◆ **What is required**: Your answer is to be the count alone: the number of lines in the data below where "dark" appears.
******************************
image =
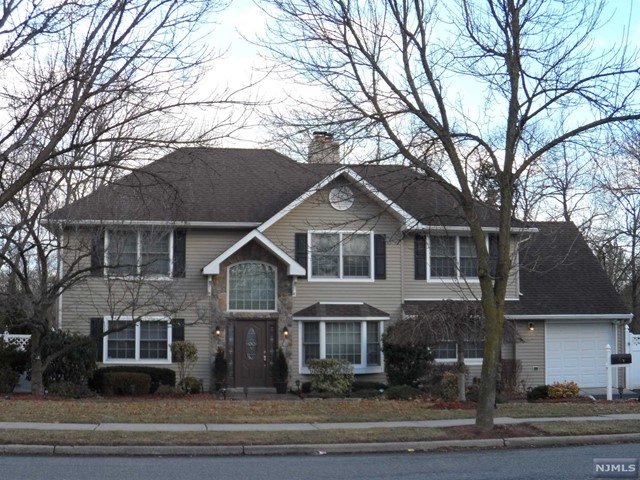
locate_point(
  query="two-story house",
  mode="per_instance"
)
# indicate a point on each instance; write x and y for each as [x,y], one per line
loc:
[248,250]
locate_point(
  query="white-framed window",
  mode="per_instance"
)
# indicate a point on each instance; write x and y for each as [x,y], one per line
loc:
[146,341]
[340,256]
[358,342]
[451,258]
[252,287]
[146,253]
[447,352]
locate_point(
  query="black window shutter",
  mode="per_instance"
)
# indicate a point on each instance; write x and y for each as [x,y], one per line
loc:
[96,333]
[177,332]
[97,255]
[420,257]
[179,253]
[379,257]
[301,249]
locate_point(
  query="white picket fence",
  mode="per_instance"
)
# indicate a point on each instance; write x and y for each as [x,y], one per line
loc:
[633,371]
[21,342]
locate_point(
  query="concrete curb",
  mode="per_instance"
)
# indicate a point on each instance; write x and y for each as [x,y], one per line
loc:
[316,449]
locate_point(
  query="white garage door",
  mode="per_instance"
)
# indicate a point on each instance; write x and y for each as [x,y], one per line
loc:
[576,352]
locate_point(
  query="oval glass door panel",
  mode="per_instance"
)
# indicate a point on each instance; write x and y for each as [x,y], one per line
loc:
[251,343]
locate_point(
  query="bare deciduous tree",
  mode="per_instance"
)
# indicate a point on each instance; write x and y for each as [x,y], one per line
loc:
[507,80]
[91,90]
[87,86]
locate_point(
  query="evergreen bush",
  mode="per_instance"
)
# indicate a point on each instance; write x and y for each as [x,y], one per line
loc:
[331,376]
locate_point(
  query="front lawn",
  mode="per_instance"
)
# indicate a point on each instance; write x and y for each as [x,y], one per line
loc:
[206,409]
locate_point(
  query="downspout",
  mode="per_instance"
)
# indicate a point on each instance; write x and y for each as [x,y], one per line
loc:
[60,274]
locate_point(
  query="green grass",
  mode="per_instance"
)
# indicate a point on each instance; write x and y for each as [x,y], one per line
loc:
[206,409]
[33,437]
[588,428]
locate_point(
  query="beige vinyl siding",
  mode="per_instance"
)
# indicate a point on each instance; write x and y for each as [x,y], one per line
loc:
[530,352]
[439,289]
[100,296]
[365,215]
[315,215]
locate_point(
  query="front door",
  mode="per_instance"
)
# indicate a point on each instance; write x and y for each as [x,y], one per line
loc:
[254,344]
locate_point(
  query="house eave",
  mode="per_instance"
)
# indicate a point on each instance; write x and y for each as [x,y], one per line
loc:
[581,316]
[154,223]
[293,267]
[394,208]
[464,229]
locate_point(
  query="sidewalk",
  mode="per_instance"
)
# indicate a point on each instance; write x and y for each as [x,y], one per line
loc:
[310,449]
[281,427]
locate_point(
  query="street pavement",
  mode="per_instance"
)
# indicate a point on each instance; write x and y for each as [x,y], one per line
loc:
[311,449]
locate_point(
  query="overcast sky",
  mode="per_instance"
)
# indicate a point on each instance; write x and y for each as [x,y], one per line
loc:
[242,61]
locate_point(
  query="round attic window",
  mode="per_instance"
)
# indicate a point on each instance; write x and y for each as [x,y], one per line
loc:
[341,198]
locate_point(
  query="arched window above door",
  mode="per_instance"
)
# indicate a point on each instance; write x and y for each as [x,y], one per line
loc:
[252,287]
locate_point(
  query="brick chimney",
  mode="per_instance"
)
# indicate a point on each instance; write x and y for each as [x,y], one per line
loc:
[322,148]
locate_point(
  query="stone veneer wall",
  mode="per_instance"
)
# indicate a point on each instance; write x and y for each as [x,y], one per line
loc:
[283,317]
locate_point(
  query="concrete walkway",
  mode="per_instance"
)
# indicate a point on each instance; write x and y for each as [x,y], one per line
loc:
[307,449]
[299,427]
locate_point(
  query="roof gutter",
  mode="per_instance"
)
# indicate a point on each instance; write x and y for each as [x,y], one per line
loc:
[154,223]
[589,316]
[462,228]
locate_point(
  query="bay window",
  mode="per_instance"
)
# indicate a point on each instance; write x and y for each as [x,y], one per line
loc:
[447,352]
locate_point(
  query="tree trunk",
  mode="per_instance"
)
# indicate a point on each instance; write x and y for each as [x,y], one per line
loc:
[462,383]
[37,385]
[494,324]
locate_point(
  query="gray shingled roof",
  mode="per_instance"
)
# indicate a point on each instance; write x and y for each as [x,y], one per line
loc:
[341,310]
[249,185]
[559,275]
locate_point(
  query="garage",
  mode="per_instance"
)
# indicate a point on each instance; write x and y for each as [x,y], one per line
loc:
[576,352]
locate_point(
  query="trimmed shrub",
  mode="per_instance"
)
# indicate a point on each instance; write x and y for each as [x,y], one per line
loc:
[159,376]
[331,376]
[359,385]
[127,383]
[13,362]
[510,371]
[219,368]
[69,389]
[8,380]
[185,354]
[190,385]
[305,387]
[368,393]
[403,392]
[76,366]
[449,386]
[538,393]
[563,390]
[473,393]
[405,364]
[169,392]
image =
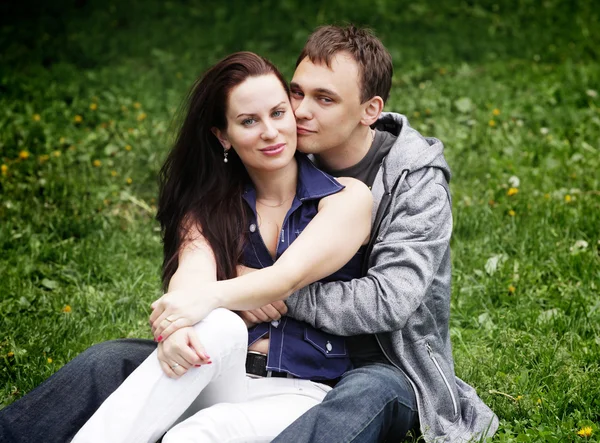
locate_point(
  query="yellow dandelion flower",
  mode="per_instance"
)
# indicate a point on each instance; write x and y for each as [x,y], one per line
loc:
[586,432]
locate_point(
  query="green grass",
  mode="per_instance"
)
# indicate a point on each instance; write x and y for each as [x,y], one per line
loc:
[511,87]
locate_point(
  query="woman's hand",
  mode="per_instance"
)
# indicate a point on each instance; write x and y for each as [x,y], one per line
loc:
[177,309]
[181,351]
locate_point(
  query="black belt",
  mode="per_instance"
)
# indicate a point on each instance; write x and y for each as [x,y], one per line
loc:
[256,366]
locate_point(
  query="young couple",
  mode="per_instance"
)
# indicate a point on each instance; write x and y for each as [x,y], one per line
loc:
[360,351]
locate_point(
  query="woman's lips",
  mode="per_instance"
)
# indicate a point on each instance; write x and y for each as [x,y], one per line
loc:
[274,149]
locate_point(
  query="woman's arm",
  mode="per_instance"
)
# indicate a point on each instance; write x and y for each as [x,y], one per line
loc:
[329,241]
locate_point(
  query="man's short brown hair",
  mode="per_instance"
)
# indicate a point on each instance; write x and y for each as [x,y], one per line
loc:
[374,61]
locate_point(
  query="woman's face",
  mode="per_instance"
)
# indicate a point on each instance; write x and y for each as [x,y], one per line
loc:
[261,127]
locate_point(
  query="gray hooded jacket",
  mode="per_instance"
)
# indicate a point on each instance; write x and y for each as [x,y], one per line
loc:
[404,297]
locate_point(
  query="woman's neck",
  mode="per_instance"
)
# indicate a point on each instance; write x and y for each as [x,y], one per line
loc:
[275,187]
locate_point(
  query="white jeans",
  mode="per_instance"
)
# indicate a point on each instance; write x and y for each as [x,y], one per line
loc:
[232,407]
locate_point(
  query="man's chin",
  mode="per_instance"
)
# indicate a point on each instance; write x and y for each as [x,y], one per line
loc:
[308,148]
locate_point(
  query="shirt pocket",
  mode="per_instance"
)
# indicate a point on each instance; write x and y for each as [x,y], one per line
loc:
[331,346]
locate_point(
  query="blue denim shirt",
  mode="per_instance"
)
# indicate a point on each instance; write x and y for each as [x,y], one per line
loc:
[296,347]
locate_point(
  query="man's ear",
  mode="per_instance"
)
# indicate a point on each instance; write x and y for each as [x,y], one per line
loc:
[372,110]
[222,137]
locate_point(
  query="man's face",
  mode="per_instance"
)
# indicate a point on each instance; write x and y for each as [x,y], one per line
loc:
[326,102]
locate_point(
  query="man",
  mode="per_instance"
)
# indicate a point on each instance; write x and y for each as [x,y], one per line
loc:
[397,314]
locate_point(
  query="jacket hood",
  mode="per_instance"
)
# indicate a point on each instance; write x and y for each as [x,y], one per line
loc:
[411,151]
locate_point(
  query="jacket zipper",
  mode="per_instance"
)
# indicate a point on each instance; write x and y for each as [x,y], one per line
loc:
[437,365]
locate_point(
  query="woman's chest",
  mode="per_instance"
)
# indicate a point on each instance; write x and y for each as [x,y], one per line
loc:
[270,233]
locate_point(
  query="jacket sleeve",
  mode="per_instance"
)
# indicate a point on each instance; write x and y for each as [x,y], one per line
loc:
[412,243]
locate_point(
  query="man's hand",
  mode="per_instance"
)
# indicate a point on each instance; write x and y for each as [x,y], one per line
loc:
[181,351]
[267,313]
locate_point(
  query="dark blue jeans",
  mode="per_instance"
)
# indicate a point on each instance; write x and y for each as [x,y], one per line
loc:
[55,410]
[372,403]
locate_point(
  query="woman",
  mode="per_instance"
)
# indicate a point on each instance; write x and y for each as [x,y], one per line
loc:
[234,191]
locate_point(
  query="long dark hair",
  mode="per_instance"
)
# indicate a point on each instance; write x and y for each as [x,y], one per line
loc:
[196,188]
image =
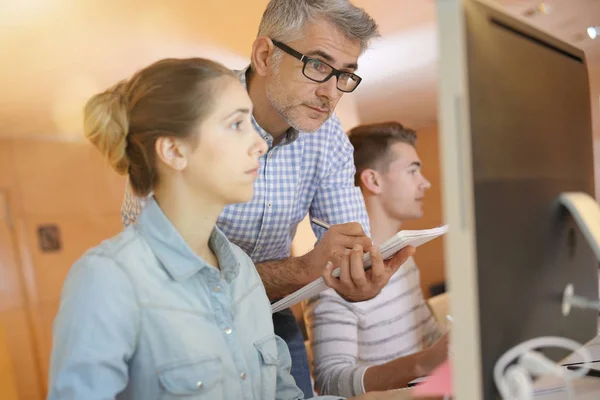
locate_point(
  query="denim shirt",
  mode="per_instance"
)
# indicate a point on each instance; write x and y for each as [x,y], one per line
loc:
[143,317]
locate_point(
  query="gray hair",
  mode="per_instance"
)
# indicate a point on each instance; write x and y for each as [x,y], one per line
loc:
[285,20]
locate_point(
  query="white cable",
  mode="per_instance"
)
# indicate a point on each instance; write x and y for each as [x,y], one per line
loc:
[514,381]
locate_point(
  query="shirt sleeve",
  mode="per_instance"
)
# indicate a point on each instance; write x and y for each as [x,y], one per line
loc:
[94,333]
[332,328]
[286,386]
[337,200]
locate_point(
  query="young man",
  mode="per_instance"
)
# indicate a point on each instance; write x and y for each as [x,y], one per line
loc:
[302,62]
[386,342]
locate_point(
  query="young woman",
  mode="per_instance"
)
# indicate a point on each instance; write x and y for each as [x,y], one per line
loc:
[169,308]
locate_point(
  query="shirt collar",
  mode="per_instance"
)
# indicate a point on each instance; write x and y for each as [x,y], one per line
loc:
[290,135]
[174,253]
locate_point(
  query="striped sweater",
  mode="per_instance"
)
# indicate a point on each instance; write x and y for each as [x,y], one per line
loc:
[346,338]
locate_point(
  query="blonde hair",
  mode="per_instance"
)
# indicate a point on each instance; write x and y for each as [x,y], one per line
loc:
[168,98]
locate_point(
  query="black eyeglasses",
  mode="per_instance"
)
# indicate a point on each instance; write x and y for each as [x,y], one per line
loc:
[319,71]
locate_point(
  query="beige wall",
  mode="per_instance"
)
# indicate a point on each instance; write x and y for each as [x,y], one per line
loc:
[47,182]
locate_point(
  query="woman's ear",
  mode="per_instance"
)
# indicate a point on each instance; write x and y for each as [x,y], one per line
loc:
[171,152]
[371,180]
[262,48]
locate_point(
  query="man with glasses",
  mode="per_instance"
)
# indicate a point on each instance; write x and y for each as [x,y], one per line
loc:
[302,62]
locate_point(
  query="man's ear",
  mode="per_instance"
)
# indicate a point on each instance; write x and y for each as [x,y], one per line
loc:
[371,180]
[172,152]
[262,48]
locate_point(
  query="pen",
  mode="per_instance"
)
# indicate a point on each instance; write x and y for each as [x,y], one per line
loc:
[320,223]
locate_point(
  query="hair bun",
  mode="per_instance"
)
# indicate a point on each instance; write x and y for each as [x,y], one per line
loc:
[106,125]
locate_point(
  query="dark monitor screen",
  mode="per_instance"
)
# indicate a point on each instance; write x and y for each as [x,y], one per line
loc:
[530,138]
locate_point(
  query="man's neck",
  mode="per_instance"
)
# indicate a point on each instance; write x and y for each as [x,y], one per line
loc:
[264,113]
[382,225]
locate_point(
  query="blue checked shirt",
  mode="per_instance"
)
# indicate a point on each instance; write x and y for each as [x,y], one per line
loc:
[305,173]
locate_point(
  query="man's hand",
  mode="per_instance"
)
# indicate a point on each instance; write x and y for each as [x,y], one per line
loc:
[356,284]
[332,247]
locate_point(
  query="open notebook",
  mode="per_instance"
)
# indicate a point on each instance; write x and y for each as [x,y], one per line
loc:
[390,247]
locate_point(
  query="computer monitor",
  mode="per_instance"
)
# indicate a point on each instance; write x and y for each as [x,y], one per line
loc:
[515,131]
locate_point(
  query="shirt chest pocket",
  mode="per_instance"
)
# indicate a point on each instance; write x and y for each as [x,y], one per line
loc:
[268,358]
[192,379]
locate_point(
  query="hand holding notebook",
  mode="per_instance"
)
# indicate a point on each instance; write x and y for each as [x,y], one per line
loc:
[390,247]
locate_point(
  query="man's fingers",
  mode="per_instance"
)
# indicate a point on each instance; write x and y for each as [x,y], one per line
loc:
[345,274]
[349,229]
[328,278]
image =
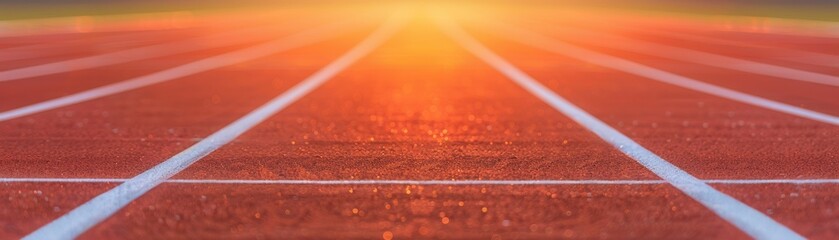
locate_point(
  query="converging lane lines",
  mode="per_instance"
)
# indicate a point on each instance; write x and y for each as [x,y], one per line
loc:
******************************
◆ **Expected answer**: 3